:: DATA ::
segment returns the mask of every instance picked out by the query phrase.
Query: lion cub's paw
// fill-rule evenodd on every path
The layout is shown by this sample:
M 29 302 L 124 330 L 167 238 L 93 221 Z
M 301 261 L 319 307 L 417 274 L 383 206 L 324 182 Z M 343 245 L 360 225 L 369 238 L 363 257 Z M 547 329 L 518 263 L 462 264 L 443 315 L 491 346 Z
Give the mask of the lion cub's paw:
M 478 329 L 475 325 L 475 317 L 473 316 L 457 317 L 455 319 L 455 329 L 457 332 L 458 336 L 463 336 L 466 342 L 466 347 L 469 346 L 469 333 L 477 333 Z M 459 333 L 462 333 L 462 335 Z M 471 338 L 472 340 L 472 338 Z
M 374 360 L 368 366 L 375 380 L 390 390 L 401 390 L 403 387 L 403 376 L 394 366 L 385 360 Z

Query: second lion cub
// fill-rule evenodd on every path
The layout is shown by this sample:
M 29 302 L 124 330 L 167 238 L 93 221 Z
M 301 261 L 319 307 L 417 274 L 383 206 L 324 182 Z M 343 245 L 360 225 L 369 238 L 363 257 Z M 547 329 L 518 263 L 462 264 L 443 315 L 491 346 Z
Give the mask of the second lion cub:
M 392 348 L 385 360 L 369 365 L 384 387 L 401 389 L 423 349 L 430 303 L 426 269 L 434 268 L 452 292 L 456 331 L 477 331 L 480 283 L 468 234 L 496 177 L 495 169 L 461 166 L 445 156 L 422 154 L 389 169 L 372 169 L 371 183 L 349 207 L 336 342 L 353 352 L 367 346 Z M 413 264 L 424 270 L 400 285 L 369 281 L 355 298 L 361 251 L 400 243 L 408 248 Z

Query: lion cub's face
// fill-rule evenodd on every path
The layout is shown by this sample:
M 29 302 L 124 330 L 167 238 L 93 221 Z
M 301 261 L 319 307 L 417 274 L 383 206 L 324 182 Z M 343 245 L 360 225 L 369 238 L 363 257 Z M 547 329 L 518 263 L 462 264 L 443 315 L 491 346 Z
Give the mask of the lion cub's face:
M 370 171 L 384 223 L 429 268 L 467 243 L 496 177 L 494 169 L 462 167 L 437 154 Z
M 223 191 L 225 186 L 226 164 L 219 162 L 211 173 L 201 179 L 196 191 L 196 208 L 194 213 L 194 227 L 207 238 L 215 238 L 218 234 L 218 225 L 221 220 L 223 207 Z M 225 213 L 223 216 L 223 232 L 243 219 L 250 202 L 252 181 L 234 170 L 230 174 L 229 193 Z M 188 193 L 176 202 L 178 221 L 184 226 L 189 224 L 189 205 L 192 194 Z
:::
EXERCISE DETAILS
Report every line in the listing above that contains the word "second", copying each of those lines in full.

OUTPUT OF THE TASK
Query: second lion cub
Give the mask of the second lion cub:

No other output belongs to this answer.